BRIEF 1: Rewrite every one of the entries in the data records below, replacing "cockpit window" with "flight deck window" and leaving everything else unchanged. Do not include the pictures in your version.

EXCERPTED TEXT:
The kids were down by 4 runs in the 4th inning of the semi-finals. They had been playing hard the whole game but they still needed 4 runs just to tie the game. The score was 6-2. They all felt defeated. Some had not hit the ball well while some had made mistakes in the field. They felt that winning the game was a task that was insurmountable. As they came in to bat in the bottom of the 4th inning, their heads were down.
This is when one very smart mother stepped in. She picked up some sour candies at the concession and asked all the kids to put a sour candy on both sides of their mouth, in the back of their cheeks, to suck on. They weren't sure what to think but they weren't about to decline an offer of candy!
As they started to swing their bats to prepare for the inning, we could already tell that they had reset. They looked like the game hadn't started yet! Their heads weren't hanging down, they were ready to play! In that inning they scored 7 runs to take the lead. Defensively, the opposing team came back to score 3 runs, tying the game at 9. So they came up to bat again in the 5th inning, and they scored another run to take the
lead! Heading into the final inning, they had more energy and confidence than you could ever imagine. Nothing was going to stop them at this point. When they collected the final out for the win, all the kids and parents erupted as they had just earned their spot in the championship game. With that momentum, they went on to win the championship.

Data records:

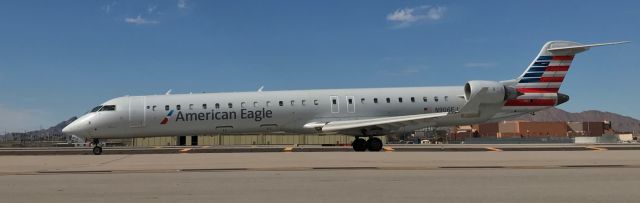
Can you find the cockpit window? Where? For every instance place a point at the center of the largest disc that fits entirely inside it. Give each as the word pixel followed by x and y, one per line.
pixel 108 108
pixel 96 108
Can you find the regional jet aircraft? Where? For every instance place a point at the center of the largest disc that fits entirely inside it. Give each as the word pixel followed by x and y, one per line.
pixel 362 113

BRIEF 2: Continue the story above about the team's semi-final comeback, picking up right after its last sentence.

TASK RESULT 1:
Can you find the flight deck window? Where? For every instance place a point at the center of the largest disc that fits entirely inside it. Give each as the word pixel followed by x and y, one per line.
pixel 108 108
pixel 96 108
Can you find the regional jet aircraft? Where? For every instance place a point at the center of the largest disc that fits entirely inside it. Give each as the word pixel followed by x and y, one per line.
pixel 362 113

TASK RESULT 2:
Grounding skills are a type of coping strategy that allow us to focus our attention away from what is bothering us most. We often try to think our way out of an emotional experience and use words to convince ourselves or others to “just stop feeling that way.” We say to our children, “Just stop it, it’s not that big of a deal, you’re
overreacting.” We need to "regulate" or "act" our way out of it.
Think of emotional flooding as a small fire happening in the middle part of the brain (the limbic area) and your job is to put the fire out. As parents or care providers we grab the tools of language and conversation to squelch this fire, but find it often aggravates the situation or as I describe it to the parents I work with, "it’s like putting gasoline on a fire when we want it to go out.” A few examples of how we fuel the fire are when we say, “Don’t feel that way, stop it, it’s not that big
of a deal, you’re overreacting.” When this rationalization does not work the child becomes more upset and the adult joins in and becomes emotionally flooded as well and now there are two fires to put out and no effective tools to do it.
Goal 1: To create a shift in the negative emotional experience in order to perform the best they can.
To change the negative thoughts that flood the brain and overwhelm the body, e.g., “We are never going to win, it’s over, We are horrible, I’m not good enough to play on this team, I feel horrible, I can’t do it.”
To learn how to manage big emotions and respond in a way where they are in charge of how they want to move through them.
Step 1: Awareness is key--we have to be aware of how we are responding in order to adjust it. Often kids need their elders to help them notice their shift. Hand them something sour and gently say here, try this and then wait for them to shift before you talk.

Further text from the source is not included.